* **Goal of the exercise**
In the MXF passage, change "equivalent" to "comparable" and give the part between "Figure 3 displays" and "the supplemental material).", inclusive.

* **Excerpt to read**
*** Block opens ***

Figure 3 displays intracellular M. tuberculosis in the absence (Fig. 3a) or presence (Fig. 3b) of MXF (×63 magnification) and shows the maximal kill rate displayed by MXF (100 mg/liter) compared to RIF at a concentration of 25 mg/liter (Fig. 3c). The maximal kill rate of both drugs was equivalent and was determined to be approximately −1.8 × no-drug control growth rate. This concurs with the maximal kill rate/growth rate ratio previously reported for RIF (22). Our results demonstrate that despite RIF being the superior compound, by way of a lower EC50 value (0.019 mg/liter RIF versus 0.238 mg/liter MXF), the kill rate/growth rate ratio of MXF at a maximal concentration (100 mg/liter) was 1.82, similar to that of RIF at a maximal concentration (Fig. 3 and see Fig. S2 and S3 in the supplemental material).
PDi modeling predicts culture conversion rates compared to clinical trial data.MXF data from an Operetta-based high-content imaging screen was modeled and compared to clinical trial data reported in the literature. PDi modeling was performed for MXF using PD data obtained from the Operetta study. PK data and pulmonary exposure were calculated for MXF as reported when administered concomitantly with RIF since all simulations assumed concomitant administration of the two drugs (23, 24). Epithelial lining fluid (ELF) concentrations were used as a surrogate for pulmonary exposure and were obtained from the literature as estimated in healthy volunteers (25, 26). In the absence of such ratios in TB patients, we used healthy volunteer data as the closest possible estimate.
PDi modeling was used to generate COX regression curves. The curves indicate the percentage of patients achieving culture-negative conversion over time (culture conversion to negative is defined as <10 CFU/ml in sputum tests) (27).
To compare our predictions with the clinical literature, we used Monte Carlo simulations to generate hypothetical treatment outcomes when using the same regimens previously used in clinical trials. PDi modeling predicted that within 8 weeks 96% of the patients would achieve culture-negative status when INH or ETB is replaced with 400 mg of MXF (the PK/PD properties of partner drugs are based on reference 22, as shown in Table S1). Our results concur with several clinical studies, as displayed in Table S2 and Fig. 4. PDi-based odds ratios were estimated to be 1.726 (confidence interval [CI] = 1.216 to 2.45), which is comparable to reported or calculated ratios from clinical literature data (Table S2, Fig. 4). PDi prediction of culture conversion rates for MXF containing regimens seems to be marginally faster than that observed in the most comprehensive study (11). However, our prediction is in line with the median of eight different clinical studies over 8 weeks (Fig. 4b and Table S2).

*** Block closes ***

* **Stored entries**
*** Block opens ***

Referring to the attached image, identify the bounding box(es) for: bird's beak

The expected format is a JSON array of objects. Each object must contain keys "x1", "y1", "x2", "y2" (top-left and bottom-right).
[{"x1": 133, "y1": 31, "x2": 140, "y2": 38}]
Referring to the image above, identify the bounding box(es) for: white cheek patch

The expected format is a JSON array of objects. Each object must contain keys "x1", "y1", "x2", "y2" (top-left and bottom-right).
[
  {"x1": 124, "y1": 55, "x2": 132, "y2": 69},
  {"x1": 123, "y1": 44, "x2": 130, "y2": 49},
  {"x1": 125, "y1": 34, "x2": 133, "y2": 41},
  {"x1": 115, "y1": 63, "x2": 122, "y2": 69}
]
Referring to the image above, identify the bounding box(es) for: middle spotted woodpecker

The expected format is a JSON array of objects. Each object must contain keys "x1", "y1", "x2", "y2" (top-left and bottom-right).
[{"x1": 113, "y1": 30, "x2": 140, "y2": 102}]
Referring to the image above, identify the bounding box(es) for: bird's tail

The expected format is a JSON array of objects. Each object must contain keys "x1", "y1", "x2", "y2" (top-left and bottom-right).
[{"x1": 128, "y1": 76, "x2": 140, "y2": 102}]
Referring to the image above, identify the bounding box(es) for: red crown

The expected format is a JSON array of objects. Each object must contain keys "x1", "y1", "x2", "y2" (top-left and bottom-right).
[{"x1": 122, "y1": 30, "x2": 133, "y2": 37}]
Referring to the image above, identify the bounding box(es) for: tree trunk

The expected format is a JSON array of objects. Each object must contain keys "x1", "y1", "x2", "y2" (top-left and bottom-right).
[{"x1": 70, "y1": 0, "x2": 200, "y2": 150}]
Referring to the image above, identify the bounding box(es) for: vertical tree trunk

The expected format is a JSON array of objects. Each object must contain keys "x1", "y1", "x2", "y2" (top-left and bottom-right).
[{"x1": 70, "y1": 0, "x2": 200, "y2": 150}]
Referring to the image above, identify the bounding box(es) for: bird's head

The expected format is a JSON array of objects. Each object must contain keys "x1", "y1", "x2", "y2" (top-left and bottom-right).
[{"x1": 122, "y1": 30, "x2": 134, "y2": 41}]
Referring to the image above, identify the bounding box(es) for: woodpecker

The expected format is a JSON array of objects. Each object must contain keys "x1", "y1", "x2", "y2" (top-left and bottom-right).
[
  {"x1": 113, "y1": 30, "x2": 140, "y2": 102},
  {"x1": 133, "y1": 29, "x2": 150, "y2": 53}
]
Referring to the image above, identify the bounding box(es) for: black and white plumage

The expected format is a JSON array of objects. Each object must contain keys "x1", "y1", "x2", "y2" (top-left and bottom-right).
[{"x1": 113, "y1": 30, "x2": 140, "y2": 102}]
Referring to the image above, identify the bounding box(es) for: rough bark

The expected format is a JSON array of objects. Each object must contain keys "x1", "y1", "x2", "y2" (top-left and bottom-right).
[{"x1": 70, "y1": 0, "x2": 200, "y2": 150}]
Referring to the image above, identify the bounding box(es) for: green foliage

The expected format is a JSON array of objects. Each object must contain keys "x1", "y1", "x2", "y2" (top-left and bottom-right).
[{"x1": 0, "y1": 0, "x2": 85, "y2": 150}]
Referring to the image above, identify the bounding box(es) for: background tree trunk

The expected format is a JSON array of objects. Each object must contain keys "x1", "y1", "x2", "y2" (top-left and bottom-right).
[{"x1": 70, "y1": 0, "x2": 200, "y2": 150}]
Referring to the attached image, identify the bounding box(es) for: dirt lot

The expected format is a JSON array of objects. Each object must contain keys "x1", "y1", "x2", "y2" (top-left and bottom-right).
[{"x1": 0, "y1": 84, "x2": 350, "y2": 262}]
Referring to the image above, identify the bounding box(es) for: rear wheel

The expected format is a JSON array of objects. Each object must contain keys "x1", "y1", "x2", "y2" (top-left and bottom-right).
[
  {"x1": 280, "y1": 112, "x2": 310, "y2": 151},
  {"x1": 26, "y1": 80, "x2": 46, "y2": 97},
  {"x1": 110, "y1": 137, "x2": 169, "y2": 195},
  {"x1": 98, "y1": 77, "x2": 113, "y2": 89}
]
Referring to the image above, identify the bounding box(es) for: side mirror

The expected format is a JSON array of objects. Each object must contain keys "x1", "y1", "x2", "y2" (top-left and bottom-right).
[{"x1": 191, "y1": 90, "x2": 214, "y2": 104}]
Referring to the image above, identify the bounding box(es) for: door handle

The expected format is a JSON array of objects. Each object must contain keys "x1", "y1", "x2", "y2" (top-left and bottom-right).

*** Block closes ***

* **Exercise result**
Figure 3 displays intracellular M. tuberculosis in the absence (Fig. 3a) or presence (Fig. 3b) of MXF (×63 magnification) and shows the maximal kill rate displayed by MXF (100 mg/liter) compared to RIF at a concentration of 25 mg/liter (Fig. 3c). The maximal kill rate of both drugs was comparable and was determined to be approximately −1.8 × no-drug control growth rate. This concurs with the maximal kill rate/growth rate ratio previously reported for RIF (22). Our results demonstrate that despite RIF being the superior compound, by way of a lower EC50 value (0.019 mg/liter RIF versus 0.238 mg/liter MXF), the kill rate/growth rate ratio of MXF at a maximal concentration (100 mg/liter) was 1.82, similar to that of RIF at a maximal concentration (Fig. 3 and see Fig. S2 and S3 in the supplemental material).